Record extracts
------------------------------------------------------------
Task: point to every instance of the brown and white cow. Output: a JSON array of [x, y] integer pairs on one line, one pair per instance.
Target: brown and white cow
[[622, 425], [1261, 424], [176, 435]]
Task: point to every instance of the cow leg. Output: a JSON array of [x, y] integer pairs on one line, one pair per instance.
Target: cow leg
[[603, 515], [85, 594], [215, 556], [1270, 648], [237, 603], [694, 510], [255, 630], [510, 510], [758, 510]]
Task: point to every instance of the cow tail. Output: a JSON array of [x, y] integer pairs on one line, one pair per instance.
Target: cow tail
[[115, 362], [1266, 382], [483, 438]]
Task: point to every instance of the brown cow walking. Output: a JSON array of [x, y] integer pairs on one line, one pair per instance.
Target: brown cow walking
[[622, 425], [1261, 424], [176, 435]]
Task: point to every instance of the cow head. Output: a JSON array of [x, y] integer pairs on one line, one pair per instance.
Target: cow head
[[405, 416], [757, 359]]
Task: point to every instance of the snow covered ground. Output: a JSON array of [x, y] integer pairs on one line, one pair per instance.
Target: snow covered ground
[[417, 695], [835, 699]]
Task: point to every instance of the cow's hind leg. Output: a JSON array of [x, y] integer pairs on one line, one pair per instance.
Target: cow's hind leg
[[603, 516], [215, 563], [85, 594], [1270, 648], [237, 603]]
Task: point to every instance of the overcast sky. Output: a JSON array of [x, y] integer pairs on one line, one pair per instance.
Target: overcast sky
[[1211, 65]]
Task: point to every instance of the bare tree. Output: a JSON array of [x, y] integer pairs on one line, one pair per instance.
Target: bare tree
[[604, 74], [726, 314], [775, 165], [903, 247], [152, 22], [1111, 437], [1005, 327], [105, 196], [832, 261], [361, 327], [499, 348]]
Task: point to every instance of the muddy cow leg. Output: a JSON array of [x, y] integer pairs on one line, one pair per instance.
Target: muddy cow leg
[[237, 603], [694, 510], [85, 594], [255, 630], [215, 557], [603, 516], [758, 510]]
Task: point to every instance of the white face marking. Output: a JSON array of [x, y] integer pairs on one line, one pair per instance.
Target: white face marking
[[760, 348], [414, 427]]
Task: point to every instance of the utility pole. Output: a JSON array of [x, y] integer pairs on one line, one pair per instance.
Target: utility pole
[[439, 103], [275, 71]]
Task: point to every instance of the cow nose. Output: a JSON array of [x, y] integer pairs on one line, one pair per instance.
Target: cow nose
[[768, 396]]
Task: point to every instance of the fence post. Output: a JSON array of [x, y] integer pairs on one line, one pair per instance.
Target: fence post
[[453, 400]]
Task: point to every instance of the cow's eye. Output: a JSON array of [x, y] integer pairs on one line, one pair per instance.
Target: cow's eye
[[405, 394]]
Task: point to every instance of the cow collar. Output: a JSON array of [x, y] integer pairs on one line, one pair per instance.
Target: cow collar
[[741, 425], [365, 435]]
------------------------------------------------------------
Problem
Please output exactly the lines from the one containing "Task: point to every instance of the utility" through the end of the records, both included.

Answer box
Task: point to every instance of the utility pole. Output: a JSON array of [x, y] integer pairs on one line, one pair per instance.
Target: utility pole
[[439, 103], [275, 71]]
Task: point to every instance of the cow nose. Output: a JSON array of [x, y] integer pairs on one line, one pair per instance.
Target: cow nose
[[768, 396]]
Task: point to every instance of the fence post. Output: a JSON array of [x, y] integer pairs on one line, one pair per instance.
Target: fence post
[[453, 400]]
Task: point to every instance of the cow's eye. Output: a JSON array of [x, y] integer pairs on one line, one pair per instance.
Target: cow's eye
[[405, 394]]
Task: point to every instance of the cow collar. Output: a JSON array of [x, y] integer pairs on one line, one pair per instance.
Target: cow collar
[[741, 425], [365, 435]]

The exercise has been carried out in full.